>> begin Document text

After working for years to prep the new Arsenio show, Compton has reason to be excited about its strong debut, and he’s not exaggerating its early success.
On its first night, Monday, Sept. 9, The Arsenio Hall Show returned to late night after 19 years off the air to a 1.9 rating/5 share primary- run household average in the weighted metered markets, and a 1.2/5 in late night’s key demographic of adults 25-54, good enough to beat all other late-night shows, including NBC’s storied Tonight Show.
Things Are Looking Up
A peek behind the numbers shows that in households, Arsenio was up 90% from yearago time periods, and 19% from its lead-ins, the two most important measures that syndicators and TV stations use to determine a show’s success. In the demo, Arsenio was up compared to its lead-ins by more than 70% and up compared to last September by 100%.
By day two, those numbers had dropped to earth a bit, but they were still strong. On Tuesday, Sept. 10, Arsenio averaged a 1.5/3, even with its lead-ins but still up 50% compared to the show’s year-ago time period averages, which are a 1.0.

>> end Document text
>> begin Dataset excerpts

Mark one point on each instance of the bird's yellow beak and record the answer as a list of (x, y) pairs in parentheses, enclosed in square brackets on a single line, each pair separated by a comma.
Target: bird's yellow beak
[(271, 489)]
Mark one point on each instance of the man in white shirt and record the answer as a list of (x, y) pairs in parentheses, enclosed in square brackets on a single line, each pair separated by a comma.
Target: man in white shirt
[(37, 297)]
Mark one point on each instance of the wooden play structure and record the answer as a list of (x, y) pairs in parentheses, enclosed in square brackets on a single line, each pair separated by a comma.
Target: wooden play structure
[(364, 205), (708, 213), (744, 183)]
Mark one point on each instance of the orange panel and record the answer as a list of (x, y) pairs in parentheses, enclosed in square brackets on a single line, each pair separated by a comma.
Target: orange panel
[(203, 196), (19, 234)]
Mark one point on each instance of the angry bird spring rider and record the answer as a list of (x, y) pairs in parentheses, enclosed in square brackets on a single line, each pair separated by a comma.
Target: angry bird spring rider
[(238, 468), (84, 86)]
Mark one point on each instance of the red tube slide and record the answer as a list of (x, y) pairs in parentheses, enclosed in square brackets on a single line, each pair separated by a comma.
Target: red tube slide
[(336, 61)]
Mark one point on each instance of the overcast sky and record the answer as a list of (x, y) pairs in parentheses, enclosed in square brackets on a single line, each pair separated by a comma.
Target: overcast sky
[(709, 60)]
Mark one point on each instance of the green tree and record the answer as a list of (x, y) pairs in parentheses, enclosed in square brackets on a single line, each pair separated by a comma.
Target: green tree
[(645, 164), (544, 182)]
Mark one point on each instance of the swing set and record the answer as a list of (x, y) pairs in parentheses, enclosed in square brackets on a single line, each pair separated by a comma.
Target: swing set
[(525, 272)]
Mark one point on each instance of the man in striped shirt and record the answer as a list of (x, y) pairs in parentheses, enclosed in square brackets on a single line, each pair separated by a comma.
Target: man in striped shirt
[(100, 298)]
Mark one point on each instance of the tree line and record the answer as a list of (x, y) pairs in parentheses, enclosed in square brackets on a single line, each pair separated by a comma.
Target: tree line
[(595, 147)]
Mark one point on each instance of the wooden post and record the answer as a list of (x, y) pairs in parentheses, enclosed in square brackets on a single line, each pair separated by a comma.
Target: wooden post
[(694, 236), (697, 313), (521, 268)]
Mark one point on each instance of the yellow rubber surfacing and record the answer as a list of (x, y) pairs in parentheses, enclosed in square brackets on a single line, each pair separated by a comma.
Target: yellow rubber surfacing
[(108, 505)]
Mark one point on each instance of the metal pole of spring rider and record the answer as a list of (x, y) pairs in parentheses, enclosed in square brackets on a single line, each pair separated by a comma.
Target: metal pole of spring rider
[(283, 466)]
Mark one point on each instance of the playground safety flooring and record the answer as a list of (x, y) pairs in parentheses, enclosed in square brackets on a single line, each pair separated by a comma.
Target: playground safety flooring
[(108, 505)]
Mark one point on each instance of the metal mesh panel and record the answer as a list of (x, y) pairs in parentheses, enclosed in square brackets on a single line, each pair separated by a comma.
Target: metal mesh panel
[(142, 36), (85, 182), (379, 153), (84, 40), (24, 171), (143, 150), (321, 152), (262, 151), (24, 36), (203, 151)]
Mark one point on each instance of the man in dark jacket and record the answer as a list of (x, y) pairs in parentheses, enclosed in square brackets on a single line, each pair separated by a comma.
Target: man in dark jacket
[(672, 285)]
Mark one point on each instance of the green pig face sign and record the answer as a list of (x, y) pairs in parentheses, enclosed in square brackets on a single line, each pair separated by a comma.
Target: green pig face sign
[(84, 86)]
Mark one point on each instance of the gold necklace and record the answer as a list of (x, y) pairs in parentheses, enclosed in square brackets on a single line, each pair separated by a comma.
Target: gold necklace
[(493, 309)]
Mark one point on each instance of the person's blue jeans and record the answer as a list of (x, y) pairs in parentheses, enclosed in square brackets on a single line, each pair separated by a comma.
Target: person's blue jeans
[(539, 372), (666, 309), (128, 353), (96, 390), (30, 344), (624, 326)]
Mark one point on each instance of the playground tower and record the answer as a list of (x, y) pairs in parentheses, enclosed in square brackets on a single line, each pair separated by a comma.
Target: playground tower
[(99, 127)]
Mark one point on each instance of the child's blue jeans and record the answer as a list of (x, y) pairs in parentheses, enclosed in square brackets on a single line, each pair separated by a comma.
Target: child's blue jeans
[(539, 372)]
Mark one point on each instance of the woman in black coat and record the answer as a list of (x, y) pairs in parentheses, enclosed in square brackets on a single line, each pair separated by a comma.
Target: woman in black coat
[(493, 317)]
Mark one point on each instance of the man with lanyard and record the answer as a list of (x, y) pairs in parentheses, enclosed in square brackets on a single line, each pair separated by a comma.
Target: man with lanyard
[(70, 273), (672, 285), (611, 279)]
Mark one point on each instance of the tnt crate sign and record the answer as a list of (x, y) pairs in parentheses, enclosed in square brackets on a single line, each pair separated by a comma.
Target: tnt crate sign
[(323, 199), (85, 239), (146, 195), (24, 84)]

>> end Dataset excerpts
>> begin Dataset excerpts

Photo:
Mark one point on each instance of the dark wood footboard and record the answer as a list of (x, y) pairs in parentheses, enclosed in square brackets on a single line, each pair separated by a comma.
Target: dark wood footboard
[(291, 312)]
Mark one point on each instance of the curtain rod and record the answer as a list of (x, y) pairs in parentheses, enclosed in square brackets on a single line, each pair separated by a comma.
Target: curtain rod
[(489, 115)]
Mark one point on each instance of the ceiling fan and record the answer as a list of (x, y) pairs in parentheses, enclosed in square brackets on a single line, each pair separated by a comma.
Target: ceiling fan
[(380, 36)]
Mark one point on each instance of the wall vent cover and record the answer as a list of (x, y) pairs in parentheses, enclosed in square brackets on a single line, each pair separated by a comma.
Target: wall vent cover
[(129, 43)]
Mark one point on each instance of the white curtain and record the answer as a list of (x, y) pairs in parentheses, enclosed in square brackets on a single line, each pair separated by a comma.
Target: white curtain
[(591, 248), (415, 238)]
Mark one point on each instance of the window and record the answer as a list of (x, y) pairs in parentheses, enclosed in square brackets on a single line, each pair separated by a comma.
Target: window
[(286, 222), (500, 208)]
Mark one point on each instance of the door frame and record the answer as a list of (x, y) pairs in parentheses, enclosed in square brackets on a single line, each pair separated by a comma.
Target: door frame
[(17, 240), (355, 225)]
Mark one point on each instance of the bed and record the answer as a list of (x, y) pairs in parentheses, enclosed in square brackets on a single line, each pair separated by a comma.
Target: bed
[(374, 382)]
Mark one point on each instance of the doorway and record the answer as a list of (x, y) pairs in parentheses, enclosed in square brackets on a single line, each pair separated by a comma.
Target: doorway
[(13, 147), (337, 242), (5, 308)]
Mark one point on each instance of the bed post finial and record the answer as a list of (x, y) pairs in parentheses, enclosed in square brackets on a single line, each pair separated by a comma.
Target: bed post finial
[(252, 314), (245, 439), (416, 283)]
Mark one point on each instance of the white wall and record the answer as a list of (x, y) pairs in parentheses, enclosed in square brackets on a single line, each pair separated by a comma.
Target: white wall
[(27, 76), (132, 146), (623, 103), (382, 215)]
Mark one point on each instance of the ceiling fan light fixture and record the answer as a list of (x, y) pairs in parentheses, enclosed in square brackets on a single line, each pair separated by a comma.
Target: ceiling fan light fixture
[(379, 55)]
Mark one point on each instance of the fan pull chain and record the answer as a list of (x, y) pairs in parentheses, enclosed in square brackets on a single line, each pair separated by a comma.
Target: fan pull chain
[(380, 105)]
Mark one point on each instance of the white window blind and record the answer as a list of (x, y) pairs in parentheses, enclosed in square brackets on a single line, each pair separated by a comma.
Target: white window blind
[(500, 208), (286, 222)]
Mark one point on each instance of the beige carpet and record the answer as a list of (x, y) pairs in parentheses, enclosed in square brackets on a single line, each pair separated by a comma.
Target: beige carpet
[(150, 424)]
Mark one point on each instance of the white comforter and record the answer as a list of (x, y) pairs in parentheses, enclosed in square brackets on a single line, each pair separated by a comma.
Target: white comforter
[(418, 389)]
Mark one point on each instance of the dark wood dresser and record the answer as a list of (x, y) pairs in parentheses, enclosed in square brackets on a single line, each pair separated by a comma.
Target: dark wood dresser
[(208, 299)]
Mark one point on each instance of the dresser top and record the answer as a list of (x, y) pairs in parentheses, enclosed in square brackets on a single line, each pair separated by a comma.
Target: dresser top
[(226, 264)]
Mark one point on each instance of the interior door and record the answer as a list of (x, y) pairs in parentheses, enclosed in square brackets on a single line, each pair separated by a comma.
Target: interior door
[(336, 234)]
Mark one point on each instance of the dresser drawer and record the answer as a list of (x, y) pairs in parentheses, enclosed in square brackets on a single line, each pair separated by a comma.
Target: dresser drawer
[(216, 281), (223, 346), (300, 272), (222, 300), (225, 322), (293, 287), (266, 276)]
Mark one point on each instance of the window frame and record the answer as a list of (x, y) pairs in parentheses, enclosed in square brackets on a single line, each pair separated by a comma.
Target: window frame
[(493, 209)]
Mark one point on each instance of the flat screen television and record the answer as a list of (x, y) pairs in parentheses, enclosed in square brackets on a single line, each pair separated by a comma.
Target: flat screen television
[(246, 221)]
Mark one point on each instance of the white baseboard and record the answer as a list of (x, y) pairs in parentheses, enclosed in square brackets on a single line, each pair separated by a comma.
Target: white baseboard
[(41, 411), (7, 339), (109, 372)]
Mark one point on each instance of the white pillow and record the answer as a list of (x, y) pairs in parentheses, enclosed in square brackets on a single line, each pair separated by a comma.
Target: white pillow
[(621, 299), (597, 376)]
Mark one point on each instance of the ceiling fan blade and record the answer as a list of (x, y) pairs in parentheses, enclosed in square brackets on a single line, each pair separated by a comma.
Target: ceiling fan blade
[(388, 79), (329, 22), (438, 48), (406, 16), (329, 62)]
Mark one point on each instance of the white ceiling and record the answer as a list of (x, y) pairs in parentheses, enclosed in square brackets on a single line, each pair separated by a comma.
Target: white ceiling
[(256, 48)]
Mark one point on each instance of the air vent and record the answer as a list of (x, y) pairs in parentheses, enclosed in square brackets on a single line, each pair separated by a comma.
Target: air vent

>> end Dataset excerpts

Required task 1
According to the text on The Arsenio Hall Show's debut, how many years had the show been off the air before its return?
Required task 2
Select every line of the rows that contains the string "wall". Case counts.
The rows have nothing to do with the text.

Problem solution 1
19 years.

Problem solution 2
Mark one point on each instance of the wall vent cover and record the answer as a list of (x, y) pairs in parentheses, enclosed in square brackets on a single line, each pair separated by a comma.
Target: wall vent cover
Mark one point on each instance of the white wall and record the answer as a list of (x, y) pairs in parentheses, enclosed in square brackets on a single line, each pair separated by a comma.
Target: white wall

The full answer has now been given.